Written request: Please put the lines below into a JSON list of strings, one string per line and blank lines left out, starting with the line that contains "Provide an outline for every instance of the photograph" and going on through the last line.

## BEGIN

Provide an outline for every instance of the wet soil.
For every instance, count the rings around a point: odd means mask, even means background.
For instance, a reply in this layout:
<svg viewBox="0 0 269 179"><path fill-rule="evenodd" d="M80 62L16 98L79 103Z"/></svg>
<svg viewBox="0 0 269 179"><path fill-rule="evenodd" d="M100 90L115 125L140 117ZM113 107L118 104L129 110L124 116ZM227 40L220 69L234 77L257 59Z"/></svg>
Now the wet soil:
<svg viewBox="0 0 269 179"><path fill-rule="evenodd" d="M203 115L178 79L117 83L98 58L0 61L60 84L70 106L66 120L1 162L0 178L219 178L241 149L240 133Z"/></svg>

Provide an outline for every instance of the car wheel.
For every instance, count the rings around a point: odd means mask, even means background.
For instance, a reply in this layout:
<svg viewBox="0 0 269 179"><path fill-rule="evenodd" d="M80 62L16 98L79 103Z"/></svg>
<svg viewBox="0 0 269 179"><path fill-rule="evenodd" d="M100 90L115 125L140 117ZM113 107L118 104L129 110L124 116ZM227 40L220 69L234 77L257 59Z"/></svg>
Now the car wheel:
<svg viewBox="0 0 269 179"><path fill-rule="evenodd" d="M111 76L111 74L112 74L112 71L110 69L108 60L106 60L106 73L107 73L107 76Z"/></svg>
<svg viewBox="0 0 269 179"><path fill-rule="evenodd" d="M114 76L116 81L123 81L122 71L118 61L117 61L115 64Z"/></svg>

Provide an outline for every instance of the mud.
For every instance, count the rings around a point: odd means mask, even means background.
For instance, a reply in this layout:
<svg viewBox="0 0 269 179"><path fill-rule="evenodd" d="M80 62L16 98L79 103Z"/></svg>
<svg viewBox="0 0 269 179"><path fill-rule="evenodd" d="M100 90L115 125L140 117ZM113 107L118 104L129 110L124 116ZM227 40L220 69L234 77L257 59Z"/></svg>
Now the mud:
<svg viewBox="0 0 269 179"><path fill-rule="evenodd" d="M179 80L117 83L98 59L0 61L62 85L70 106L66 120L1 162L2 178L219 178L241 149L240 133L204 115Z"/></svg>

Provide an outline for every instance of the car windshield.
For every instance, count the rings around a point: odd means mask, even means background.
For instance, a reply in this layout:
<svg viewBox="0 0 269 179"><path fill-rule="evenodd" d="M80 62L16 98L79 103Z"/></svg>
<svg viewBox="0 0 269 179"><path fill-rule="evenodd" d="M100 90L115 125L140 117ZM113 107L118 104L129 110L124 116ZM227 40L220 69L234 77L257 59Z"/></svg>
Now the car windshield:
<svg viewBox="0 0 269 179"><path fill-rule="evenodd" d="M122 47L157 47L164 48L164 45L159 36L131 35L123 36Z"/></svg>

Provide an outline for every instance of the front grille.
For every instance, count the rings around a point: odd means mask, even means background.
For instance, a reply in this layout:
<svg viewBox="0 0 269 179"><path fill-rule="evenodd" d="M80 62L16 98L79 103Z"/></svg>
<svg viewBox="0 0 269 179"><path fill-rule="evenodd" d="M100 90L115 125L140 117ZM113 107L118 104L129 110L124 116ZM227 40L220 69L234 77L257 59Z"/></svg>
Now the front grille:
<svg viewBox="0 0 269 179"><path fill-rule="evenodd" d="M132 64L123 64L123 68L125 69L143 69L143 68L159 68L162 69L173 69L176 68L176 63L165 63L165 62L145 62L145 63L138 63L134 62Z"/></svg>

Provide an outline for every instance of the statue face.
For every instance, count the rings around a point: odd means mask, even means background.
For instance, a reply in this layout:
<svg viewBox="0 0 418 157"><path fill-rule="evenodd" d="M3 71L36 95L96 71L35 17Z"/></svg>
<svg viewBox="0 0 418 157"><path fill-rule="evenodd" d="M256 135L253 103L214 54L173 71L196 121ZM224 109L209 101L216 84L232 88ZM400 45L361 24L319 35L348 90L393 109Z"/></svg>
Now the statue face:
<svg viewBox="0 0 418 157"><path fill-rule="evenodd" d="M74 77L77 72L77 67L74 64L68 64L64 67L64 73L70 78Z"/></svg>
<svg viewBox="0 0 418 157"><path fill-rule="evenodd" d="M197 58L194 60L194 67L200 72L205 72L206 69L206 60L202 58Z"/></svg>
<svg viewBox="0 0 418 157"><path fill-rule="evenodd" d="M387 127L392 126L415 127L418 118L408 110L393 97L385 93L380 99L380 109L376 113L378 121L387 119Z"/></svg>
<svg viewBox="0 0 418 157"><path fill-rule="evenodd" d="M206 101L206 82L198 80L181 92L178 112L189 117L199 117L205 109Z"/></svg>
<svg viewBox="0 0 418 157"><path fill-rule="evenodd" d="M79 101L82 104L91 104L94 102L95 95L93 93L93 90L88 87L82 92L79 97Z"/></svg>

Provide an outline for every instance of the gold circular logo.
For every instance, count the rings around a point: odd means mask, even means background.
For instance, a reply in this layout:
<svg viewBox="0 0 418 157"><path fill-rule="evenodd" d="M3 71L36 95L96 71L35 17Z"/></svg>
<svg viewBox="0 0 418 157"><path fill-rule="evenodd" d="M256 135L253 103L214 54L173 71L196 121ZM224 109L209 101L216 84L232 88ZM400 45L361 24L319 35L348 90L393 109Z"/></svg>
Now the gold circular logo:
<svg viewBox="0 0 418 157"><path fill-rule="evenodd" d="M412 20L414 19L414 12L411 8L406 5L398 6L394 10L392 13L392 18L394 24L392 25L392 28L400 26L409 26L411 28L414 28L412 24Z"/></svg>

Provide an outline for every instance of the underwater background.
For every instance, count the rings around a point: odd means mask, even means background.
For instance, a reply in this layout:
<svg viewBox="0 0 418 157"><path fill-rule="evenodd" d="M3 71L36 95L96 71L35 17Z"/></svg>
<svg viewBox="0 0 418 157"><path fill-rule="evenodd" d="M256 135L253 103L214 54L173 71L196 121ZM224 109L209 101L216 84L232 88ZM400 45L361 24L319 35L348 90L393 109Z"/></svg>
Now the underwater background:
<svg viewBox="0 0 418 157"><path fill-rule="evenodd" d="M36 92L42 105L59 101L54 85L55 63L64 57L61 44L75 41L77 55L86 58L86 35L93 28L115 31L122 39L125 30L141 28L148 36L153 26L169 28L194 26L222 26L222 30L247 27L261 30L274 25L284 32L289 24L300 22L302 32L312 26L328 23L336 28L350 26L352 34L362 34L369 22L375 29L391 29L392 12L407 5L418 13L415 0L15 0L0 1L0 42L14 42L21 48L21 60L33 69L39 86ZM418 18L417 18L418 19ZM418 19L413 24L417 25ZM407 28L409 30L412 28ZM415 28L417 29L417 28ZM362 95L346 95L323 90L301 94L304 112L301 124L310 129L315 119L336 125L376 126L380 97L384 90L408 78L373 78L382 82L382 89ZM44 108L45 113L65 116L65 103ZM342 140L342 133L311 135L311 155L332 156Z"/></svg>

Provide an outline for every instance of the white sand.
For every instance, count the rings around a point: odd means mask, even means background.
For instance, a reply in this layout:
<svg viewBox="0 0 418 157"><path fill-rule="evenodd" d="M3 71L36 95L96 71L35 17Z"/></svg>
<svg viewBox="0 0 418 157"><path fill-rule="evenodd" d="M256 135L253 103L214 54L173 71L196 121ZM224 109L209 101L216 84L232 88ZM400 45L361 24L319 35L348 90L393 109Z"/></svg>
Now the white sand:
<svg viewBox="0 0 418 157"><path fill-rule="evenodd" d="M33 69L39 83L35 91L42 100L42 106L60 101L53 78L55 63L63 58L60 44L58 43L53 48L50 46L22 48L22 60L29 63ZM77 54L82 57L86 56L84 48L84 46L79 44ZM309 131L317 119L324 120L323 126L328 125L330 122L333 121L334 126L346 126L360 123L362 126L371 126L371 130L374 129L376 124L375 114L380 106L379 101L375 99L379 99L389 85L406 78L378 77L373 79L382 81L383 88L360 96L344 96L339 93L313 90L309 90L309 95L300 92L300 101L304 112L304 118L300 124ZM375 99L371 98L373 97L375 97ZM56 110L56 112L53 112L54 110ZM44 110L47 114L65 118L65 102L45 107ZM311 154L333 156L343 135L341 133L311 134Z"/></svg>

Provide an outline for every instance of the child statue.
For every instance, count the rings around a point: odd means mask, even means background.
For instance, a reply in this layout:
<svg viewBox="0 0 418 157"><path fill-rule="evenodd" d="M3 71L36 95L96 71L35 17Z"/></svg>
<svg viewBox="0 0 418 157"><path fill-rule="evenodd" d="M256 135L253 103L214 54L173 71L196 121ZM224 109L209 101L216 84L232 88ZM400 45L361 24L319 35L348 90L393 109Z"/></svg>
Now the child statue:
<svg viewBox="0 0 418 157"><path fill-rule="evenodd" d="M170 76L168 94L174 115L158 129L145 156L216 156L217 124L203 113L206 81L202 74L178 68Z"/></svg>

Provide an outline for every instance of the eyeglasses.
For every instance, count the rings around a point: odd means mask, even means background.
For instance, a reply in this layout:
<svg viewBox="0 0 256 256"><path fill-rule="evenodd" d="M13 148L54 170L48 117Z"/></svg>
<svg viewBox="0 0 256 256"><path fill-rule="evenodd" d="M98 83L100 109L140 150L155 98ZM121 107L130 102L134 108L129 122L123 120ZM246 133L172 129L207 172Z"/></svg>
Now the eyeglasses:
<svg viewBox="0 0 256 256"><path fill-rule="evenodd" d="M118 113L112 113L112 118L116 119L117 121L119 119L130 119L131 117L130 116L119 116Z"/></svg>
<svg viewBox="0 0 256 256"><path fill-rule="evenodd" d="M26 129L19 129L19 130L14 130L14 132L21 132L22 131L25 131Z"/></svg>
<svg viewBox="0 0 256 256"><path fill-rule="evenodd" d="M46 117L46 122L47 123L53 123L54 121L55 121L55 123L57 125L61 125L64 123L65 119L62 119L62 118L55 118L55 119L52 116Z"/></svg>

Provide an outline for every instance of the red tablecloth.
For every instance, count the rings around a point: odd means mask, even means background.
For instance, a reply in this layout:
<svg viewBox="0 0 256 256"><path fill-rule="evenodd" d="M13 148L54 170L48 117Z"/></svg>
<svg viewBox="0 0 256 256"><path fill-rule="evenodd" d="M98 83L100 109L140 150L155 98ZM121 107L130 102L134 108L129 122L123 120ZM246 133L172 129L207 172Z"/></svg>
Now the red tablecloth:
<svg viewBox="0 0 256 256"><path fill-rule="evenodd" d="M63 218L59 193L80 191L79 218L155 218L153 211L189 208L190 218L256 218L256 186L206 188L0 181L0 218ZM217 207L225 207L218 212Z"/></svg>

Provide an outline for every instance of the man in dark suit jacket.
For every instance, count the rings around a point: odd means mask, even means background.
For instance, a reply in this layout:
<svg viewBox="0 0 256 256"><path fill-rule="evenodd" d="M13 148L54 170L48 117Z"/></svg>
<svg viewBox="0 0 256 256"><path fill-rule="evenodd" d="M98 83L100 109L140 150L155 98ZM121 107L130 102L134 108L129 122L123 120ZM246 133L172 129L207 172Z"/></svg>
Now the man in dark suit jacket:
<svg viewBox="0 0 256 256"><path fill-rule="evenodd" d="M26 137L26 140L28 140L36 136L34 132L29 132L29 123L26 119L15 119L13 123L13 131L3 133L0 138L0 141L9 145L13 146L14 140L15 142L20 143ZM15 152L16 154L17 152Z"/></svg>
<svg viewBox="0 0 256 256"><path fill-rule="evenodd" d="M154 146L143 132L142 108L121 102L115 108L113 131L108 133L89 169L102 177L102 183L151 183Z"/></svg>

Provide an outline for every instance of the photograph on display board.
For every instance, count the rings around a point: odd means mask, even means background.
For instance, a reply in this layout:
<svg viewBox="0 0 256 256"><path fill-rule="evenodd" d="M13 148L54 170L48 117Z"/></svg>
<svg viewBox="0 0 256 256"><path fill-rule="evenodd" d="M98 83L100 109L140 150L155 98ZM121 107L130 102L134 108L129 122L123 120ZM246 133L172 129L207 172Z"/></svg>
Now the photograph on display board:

## END

Response for this exercise:
[
  "Provide an outline for every instance of the photograph on display board.",
  "For every instance, count the rings around a point: odd means mask, even means background.",
  "For instance, a reply in this layout:",
  "<svg viewBox=\"0 0 256 256\"><path fill-rule=\"evenodd\" d=\"M13 148L54 170L48 117Z\"/></svg>",
  "<svg viewBox=\"0 0 256 256\"><path fill-rule=\"evenodd\" d=\"M98 83L100 109L140 150L155 98ZM121 107L130 102L134 108L129 122L123 120ZM246 133L172 129L207 172Z\"/></svg>",
  "Now the photograph on display board:"
]